- Trecho da página
+ + + +

Encalhado na Antártica, iceberg com o tamanho de duas cidades de São Paulo preocupa o mundo
O A23a é mensagem que vem do gelo sobre o risco que estamos correndo

A Antártica, continente do tamanho de um Brasil e meio, é pontuada por icebergs, as placas de gelo que se desprendem dos glaciares e singram à deriva pelo mar. De dimensões variadas, dificultam a navegação e chegam a causar acidentes, como na mítica tragédia do Titanic, que em 1912 atingiu um desses blocos flutuantes e afundou com 2 208 passageiros. Há quase quarenta anos, uma dessas pedronas gigantes se separou de uma das plataformas de branco indizível: tinha mais de duas vezes a área da cidade de São Paulo. Batizado de A23a — o “A” de Antártica; o número seriado, porque antes houve 22; e o “a”, um código de alusão a blocos apartados de modo abrupto — o colosso passou a ser acompanhado por meio de imagens de satélite. No início do mês, encalhou próximo às Ilhas Geórgia do Sul, território do Reino Unido.
A estrutura estacionou a 80 quilômetros da costa, com avançados sinais de deterioração, porque saiu de seu hábitat natural, onde a temperatura média gira em torno de -2 graus, para um ambiente quatro graus mais quente. Embora as crateras ocas nas bordas indiquem fragilidade, o bloco é majestoso, com a altura de um prédio de setenta andares. É o segundo encalhe da montanha alva, que até 2020 estava presa em outro ponto (veja no mapa). O atual recanto é um paraíso para espécies de animais daquela região do planeta, mas um inferno para os poucos oficiais e cientistas britânicos que ali vivem.

+ + + +

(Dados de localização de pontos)
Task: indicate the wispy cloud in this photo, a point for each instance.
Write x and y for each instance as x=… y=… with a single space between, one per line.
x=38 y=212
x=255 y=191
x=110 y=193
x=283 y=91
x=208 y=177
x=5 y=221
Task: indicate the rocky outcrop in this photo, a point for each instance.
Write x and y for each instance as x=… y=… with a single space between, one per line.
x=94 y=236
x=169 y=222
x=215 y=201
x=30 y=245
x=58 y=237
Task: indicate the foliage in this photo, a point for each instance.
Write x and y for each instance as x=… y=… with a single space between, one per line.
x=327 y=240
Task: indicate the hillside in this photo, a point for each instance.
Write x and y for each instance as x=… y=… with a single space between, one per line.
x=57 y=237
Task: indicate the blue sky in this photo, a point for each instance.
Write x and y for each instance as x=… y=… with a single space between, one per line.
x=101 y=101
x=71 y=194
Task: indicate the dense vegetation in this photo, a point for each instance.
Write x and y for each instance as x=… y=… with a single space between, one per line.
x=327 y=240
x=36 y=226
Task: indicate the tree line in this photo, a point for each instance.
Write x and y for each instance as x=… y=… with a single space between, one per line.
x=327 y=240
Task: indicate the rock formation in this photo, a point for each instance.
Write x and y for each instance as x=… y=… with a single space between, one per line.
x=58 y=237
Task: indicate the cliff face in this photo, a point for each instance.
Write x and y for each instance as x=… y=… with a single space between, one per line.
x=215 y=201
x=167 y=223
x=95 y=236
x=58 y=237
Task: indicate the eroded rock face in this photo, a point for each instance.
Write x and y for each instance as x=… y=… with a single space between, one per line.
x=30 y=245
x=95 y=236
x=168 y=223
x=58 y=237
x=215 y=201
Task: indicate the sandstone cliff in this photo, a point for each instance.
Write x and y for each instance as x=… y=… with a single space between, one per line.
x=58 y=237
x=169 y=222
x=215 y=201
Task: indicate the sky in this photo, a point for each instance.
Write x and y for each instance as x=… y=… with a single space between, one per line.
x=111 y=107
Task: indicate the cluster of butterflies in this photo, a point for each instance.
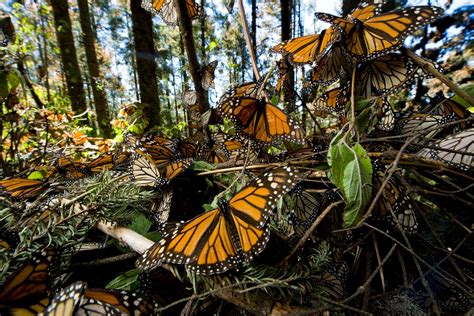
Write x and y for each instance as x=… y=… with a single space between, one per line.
x=367 y=40
x=29 y=291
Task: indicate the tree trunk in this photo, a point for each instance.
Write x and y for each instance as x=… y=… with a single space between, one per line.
x=253 y=31
x=72 y=72
x=146 y=66
x=45 y=61
x=186 y=29
x=100 y=97
x=289 y=98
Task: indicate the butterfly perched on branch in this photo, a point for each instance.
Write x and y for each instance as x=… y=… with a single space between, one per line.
x=309 y=48
x=208 y=76
x=221 y=239
x=27 y=290
x=456 y=150
x=261 y=120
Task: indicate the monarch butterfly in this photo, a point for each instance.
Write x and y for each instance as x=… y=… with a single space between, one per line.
x=240 y=150
x=160 y=149
x=186 y=149
x=385 y=114
x=261 y=120
x=424 y=125
x=369 y=34
x=330 y=67
x=333 y=100
x=221 y=239
x=23 y=188
x=208 y=76
x=455 y=150
x=386 y=74
x=145 y=172
x=26 y=291
x=77 y=299
x=191 y=105
x=224 y=147
x=309 y=48
x=167 y=11
x=393 y=199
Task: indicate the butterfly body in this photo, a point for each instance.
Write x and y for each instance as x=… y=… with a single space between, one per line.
x=225 y=237
x=368 y=33
x=261 y=120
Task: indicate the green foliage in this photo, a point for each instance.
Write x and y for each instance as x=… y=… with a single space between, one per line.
x=8 y=82
x=351 y=172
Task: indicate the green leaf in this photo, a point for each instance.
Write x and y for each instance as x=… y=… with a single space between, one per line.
x=357 y=189
x=351 y=173
x=140 y=224
x=334 y=141
x=341 y=154
x=126 y=281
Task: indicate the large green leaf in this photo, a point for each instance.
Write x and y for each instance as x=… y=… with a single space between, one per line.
x=351 y=173
x=356 y=188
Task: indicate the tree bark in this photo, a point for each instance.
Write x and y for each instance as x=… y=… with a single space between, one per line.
x=98 y=92
x=146 y=66
x=186 y=29
x=72 y=72
x=253 y=31
x=45 y=61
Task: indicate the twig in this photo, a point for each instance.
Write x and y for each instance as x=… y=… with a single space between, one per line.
x=377 y=254
x=247 y=40
x=310 y=231
x=108 y=260
x=428 y=67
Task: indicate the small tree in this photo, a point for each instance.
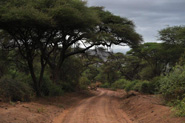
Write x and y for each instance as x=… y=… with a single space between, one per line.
x=54 y=30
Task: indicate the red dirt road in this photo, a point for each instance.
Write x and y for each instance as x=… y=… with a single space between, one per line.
x=102 y=108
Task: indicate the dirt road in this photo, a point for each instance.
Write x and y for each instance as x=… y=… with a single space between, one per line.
x=102 y=108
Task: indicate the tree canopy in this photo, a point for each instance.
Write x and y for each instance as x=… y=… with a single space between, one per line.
x=56 y=29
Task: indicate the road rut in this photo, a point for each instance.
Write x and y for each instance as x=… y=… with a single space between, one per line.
x=102 y=108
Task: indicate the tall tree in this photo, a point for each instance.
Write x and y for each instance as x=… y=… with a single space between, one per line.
x=55 y=30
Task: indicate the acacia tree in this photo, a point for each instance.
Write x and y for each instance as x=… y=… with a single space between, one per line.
x=55 y=30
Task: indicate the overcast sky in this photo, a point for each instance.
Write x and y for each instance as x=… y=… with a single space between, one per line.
x=149 y=16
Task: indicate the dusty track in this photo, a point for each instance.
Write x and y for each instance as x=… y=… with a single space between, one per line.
x=102 y=108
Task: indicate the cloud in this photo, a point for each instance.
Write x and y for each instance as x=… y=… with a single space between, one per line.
x=149 y=16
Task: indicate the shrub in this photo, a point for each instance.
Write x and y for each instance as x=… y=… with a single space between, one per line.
x=179 y=107
x=129 y=86
x=105 y=85
x=84 y=82
x=120 y=84
x=15 y=90
x=172 y=86
x=50 y=89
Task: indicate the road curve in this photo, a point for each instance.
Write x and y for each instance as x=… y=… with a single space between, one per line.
x=102 y=108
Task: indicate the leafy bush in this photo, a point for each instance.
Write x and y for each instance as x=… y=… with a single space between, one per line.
x=105 y=85
x=129 y=86
x=179 y=107
x=84 y=82
x=15 y=90
x=172 y=86
x=50 y=89
x=120 y=84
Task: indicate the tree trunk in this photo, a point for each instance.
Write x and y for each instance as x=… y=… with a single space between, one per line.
x=35 y=82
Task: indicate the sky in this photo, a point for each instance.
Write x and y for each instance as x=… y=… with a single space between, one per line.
x=149 y=16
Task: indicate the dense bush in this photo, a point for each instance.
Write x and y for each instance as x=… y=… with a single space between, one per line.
x=172 y=86
x=179 y=107
x=49 y=88
x=84 y=82
x=12 y=89
x=120 y=84
x=105 y=85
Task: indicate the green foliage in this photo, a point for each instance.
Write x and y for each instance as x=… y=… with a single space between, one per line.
x=179 y=107
x=120 y=84
x=84 y=82
x=105 y=85
x=173 y=35
x=172 y=86
x=50 y=89
x=13 y=89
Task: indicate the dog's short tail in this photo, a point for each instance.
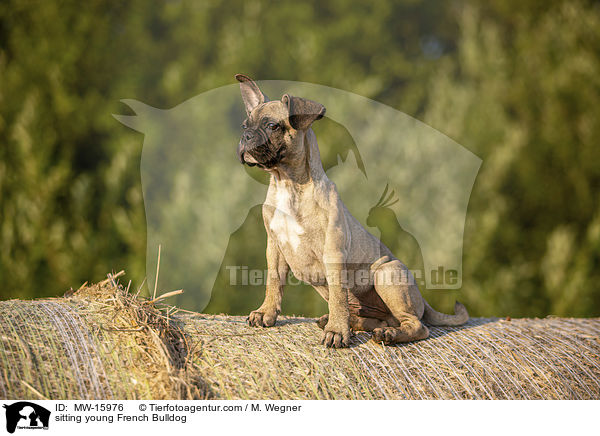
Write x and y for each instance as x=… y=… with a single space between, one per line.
x=433 y=317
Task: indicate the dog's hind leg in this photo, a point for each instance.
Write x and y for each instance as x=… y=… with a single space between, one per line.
x=395 y=285
x=357 y=323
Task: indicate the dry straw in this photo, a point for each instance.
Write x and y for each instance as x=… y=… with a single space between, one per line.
x=103 y=342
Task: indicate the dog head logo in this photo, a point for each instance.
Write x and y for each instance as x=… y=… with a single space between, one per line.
x=197 y=196
x=26 y=415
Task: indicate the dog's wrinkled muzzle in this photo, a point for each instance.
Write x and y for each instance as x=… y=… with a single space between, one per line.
x=255 y=148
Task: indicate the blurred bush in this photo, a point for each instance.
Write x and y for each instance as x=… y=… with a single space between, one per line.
x=517 y=83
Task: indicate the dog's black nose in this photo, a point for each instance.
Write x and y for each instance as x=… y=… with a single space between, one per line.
x=248 y=135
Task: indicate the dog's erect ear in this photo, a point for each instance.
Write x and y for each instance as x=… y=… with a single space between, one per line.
x=251 y=94
x=303 y=112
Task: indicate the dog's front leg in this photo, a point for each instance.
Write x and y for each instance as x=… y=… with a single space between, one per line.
x=336 y=332
x=266 y=314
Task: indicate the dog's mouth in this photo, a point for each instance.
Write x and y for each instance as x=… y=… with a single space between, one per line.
x=261 y=156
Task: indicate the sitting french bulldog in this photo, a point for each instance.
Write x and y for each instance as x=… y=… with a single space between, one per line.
x=310 y=231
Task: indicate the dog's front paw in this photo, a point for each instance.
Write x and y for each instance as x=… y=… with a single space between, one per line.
x=336 y=335
x=259 y=318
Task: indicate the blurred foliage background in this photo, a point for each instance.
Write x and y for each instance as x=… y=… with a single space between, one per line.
x=516 y=82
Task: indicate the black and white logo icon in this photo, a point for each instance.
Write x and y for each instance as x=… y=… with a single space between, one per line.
x=26 y=415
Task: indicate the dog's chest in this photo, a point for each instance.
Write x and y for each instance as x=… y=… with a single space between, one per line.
x=286 y=221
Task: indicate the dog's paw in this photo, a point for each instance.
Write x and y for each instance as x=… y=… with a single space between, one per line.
x=336 y=336
x=387 y=335
x=258 y=318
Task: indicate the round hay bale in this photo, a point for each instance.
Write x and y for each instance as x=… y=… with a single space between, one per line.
x=104 y=343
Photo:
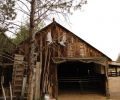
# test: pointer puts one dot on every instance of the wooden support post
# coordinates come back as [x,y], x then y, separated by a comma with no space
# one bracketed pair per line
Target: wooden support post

+ + + +

- Enunciado da tarefa
Prossiga a reportagem sobre o iceberg A23a, começando logo após a última frase apresentada.

- Resposta esperada
E qual é o problema ambiental atrelado ao episódio? Há o risco de a passagem das colônias de pinguins, focas, leões-marinhos e albatrozes ser fatalmente interrompida. Mas há estudos que indicam outra resposta, dado o A23a ser rico em nutrientes e, ao desmoronar, oferecer fartura de alimento para a fauna. Contudo, para o bem ou para o mal, todo transtorno ou benefício será passageiro. “O iceberg deve se desintegrar rapidamente”, diz o glaciólogo Jefferson Cardia Simões, professor da Universidade Federal do Rio Grande do Sul (UFRGS).
E então, transformado em água, virará o sintoma de um imenso percalço da natureza, indício de que as coisas não vão bem, definitivamente. Episódios de derretimento de porções da Antártica têm aumentado com incômoda frequência nos últimos vinte anos. “Há dezenas deles espalhados na região”, diz o climatologista Francisco Eliseu Aquino, do primeiro Centro Polar do Brasil, criado na UFRGS. O especialista, que acaba de voltar de sua 19ª expedição à região, acompanha de perto a mudança de cenário, que virou objeto de uma nova pesquisa elaborada para identificar a influência do aquecimento global.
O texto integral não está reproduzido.